TASK REQUIREMENTS: From the records below, pull out each line that contains the string "surface" and copy those lines unchanged.
+++ DATA FOR THIS TASK
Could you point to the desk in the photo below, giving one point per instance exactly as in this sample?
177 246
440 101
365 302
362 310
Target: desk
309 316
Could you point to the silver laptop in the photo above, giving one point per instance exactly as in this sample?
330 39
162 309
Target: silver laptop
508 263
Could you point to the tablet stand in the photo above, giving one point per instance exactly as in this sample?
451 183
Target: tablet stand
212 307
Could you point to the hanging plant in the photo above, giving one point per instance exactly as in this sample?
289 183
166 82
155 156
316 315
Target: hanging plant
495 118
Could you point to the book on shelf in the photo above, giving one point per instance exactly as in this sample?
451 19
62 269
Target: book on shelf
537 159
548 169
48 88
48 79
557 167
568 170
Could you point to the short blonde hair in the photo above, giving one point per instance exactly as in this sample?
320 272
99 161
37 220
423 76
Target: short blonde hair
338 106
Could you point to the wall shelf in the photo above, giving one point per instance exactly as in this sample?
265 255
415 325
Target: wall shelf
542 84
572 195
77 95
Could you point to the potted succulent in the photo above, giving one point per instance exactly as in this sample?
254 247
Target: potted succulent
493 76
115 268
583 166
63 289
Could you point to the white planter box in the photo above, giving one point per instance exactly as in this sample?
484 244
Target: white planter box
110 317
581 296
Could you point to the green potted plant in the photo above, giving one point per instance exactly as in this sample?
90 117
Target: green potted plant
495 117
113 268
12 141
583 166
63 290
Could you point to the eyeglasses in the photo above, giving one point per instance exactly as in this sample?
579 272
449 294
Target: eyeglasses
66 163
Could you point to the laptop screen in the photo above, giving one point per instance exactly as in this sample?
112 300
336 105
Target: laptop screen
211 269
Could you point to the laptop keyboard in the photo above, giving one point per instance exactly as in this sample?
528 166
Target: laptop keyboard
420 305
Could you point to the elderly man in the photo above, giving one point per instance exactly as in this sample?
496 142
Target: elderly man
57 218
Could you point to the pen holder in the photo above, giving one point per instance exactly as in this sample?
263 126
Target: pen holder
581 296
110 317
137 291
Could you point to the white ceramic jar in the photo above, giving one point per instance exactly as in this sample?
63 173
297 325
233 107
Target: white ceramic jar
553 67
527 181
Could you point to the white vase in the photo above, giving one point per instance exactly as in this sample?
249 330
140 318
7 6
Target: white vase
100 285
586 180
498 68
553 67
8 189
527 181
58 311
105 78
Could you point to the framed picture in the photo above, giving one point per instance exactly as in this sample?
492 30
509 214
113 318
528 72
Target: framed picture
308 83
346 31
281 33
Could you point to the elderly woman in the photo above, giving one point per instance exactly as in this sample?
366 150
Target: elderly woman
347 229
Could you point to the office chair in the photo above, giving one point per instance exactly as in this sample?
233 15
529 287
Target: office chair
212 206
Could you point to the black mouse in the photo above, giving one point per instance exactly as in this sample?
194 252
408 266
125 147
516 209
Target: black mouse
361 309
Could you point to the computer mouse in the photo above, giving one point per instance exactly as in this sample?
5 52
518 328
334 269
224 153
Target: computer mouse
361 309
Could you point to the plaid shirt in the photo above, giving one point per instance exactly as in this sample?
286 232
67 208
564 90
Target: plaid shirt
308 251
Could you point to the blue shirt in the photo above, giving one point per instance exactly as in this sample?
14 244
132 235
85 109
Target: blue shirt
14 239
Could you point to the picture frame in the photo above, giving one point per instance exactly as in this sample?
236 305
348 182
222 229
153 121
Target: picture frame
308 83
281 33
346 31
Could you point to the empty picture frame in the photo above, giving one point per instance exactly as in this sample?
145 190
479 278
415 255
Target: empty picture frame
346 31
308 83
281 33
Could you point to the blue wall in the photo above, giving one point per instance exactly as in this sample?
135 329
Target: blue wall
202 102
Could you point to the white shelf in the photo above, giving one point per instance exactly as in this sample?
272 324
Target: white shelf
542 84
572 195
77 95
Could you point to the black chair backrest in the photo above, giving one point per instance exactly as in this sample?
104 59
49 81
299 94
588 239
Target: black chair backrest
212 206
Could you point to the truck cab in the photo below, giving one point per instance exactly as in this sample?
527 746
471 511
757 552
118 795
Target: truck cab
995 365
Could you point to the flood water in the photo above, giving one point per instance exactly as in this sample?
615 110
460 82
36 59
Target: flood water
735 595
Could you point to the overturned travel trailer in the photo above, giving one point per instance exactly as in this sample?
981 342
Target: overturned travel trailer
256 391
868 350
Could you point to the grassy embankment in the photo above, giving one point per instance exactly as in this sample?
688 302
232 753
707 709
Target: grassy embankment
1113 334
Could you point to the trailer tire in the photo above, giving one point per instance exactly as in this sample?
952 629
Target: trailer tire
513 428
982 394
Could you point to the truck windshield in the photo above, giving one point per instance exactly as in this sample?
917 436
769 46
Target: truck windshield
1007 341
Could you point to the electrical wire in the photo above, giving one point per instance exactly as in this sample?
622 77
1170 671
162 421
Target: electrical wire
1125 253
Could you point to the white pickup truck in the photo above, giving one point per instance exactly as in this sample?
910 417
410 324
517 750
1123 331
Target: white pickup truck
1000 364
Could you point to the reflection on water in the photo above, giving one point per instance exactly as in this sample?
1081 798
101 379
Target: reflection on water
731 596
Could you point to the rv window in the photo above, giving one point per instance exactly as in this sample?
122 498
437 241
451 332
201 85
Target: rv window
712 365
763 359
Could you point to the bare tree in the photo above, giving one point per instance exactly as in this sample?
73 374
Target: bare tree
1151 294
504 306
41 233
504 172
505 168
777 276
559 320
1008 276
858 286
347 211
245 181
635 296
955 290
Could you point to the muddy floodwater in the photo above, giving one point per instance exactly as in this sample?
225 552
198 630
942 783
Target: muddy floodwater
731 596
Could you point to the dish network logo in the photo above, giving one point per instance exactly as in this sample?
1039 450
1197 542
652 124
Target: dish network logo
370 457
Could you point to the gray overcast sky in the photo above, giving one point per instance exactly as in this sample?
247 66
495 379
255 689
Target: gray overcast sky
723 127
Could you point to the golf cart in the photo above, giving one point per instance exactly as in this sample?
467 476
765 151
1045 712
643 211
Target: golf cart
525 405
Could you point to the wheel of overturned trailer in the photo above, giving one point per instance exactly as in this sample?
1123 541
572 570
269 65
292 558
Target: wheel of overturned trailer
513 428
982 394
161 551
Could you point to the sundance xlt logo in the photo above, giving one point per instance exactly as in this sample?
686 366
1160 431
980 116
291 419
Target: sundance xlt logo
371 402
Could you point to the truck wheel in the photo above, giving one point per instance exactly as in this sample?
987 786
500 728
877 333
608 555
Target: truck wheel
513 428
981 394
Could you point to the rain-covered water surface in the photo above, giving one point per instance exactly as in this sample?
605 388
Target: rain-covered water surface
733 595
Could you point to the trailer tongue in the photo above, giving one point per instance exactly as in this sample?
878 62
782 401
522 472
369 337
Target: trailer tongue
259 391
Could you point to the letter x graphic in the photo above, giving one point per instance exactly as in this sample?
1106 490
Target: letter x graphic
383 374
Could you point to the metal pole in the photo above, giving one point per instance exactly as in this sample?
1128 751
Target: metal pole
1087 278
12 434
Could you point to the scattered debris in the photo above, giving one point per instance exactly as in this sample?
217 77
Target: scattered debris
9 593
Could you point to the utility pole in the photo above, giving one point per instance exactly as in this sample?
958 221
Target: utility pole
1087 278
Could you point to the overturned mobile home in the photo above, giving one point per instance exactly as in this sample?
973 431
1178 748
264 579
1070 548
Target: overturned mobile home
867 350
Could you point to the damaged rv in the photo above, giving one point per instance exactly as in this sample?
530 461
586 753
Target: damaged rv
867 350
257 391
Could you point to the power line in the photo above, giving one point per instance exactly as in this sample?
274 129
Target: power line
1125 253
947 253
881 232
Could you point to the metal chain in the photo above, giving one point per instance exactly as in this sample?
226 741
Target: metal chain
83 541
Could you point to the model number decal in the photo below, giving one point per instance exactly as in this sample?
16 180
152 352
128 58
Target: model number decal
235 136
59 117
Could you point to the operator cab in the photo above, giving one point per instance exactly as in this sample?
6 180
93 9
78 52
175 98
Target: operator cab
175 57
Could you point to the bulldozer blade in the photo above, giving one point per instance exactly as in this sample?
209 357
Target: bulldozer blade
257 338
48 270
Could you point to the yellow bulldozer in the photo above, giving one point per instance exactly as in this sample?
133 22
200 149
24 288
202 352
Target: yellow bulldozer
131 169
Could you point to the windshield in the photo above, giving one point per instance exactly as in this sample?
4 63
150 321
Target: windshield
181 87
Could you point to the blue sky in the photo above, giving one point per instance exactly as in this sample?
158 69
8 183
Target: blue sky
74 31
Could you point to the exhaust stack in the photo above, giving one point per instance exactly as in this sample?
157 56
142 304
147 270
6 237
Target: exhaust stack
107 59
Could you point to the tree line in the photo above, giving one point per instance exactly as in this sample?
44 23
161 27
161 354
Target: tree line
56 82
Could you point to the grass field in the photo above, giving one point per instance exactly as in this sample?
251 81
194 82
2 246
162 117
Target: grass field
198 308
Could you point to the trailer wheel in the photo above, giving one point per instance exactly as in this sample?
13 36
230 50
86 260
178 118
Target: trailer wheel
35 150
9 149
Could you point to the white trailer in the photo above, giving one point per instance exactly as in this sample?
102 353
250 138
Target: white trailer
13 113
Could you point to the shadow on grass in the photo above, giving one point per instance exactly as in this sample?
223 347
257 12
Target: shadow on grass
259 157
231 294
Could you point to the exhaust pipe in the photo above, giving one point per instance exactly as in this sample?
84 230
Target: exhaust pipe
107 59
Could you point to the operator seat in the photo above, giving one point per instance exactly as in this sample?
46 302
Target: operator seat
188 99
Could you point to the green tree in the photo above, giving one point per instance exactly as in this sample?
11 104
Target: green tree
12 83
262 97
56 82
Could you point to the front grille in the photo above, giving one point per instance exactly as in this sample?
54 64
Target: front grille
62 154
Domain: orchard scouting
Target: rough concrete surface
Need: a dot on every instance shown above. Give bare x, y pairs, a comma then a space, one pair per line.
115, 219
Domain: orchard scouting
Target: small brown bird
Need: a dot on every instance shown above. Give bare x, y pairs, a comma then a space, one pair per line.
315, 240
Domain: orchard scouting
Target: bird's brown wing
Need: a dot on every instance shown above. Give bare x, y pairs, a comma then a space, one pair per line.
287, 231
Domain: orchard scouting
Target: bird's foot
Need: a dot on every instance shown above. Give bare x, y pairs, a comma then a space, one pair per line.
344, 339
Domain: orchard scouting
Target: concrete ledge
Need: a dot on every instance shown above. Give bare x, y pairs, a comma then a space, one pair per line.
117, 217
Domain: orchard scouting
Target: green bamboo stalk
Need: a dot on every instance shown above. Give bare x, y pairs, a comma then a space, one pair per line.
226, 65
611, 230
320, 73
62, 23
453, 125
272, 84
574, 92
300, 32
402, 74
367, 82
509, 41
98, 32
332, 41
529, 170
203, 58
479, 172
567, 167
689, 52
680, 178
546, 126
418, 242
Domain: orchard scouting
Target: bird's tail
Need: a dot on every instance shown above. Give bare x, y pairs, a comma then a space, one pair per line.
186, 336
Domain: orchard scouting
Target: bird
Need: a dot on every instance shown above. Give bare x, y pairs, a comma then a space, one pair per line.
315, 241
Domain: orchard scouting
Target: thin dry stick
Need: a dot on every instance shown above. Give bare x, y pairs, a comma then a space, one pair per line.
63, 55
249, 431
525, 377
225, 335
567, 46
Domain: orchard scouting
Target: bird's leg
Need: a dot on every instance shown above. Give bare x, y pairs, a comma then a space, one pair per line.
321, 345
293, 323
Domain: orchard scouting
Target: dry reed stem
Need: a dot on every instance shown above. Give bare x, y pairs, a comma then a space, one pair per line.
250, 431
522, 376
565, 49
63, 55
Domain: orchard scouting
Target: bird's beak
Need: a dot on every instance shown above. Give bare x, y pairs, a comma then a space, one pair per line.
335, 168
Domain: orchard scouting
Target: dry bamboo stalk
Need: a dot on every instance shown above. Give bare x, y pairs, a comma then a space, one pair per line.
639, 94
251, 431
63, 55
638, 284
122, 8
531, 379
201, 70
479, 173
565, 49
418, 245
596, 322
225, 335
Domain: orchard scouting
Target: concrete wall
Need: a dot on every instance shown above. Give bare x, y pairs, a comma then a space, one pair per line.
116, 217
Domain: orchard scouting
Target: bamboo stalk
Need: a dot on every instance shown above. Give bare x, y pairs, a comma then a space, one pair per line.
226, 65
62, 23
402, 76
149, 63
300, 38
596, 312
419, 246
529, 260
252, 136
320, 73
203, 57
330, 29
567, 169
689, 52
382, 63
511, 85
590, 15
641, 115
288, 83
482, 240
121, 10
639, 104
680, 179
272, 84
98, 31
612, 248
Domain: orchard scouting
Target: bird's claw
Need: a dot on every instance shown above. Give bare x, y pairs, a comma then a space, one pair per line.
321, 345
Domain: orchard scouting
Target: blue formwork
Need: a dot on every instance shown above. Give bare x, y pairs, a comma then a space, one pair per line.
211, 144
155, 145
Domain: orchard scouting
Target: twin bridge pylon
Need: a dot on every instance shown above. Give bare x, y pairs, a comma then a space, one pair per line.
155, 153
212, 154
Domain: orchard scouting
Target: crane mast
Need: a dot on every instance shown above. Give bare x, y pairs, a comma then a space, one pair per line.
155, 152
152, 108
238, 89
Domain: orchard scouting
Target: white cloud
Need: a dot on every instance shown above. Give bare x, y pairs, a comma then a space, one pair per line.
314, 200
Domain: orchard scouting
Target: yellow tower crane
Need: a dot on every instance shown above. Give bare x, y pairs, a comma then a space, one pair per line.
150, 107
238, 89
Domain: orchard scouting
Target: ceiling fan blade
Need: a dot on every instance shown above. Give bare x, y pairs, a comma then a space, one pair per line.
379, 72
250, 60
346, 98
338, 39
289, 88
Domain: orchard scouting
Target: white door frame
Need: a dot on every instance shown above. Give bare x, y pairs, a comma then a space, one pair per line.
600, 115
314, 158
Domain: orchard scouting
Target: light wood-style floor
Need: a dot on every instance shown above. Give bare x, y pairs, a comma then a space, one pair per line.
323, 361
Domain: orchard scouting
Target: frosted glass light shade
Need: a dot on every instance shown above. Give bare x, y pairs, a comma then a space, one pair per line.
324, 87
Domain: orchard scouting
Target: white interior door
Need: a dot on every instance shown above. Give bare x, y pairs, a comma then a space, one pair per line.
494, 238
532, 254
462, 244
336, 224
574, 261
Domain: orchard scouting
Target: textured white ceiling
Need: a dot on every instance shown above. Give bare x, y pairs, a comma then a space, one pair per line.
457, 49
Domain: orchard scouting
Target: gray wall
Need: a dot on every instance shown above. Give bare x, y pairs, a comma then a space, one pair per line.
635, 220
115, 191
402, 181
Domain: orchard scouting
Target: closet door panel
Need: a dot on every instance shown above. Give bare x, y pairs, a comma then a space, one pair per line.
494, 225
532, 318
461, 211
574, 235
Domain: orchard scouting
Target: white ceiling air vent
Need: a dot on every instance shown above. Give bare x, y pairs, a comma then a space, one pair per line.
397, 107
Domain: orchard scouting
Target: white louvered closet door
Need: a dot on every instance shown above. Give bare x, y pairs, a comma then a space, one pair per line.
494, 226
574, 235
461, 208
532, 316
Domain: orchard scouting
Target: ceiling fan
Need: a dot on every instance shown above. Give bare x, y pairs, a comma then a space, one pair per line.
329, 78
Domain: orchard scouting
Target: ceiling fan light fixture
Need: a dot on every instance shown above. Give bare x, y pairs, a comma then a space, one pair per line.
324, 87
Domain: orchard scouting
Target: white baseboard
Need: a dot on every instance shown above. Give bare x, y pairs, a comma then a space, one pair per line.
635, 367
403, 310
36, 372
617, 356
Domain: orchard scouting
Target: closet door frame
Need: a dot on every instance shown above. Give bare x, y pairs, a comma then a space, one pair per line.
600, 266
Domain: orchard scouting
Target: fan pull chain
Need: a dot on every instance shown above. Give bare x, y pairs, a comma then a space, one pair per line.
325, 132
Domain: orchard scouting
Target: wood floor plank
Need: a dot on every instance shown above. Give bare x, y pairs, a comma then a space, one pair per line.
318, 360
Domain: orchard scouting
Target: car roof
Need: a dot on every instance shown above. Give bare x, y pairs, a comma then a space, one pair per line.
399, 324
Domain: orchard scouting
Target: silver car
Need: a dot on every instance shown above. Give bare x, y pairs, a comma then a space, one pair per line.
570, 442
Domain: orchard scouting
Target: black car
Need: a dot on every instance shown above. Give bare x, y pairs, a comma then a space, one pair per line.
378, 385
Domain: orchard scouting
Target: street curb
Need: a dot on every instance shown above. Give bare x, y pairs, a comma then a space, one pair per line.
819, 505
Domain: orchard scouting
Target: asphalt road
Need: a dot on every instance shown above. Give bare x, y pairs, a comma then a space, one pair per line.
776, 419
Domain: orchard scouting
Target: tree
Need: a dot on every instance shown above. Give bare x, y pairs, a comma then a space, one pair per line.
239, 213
++++++
ANSWER TO THIS TASK:
Could you point to the rain-covered water surface in the photo above, giving one point per instance exactly as in this sample?
Target: rain-covered water surface
Target: rough concrete surface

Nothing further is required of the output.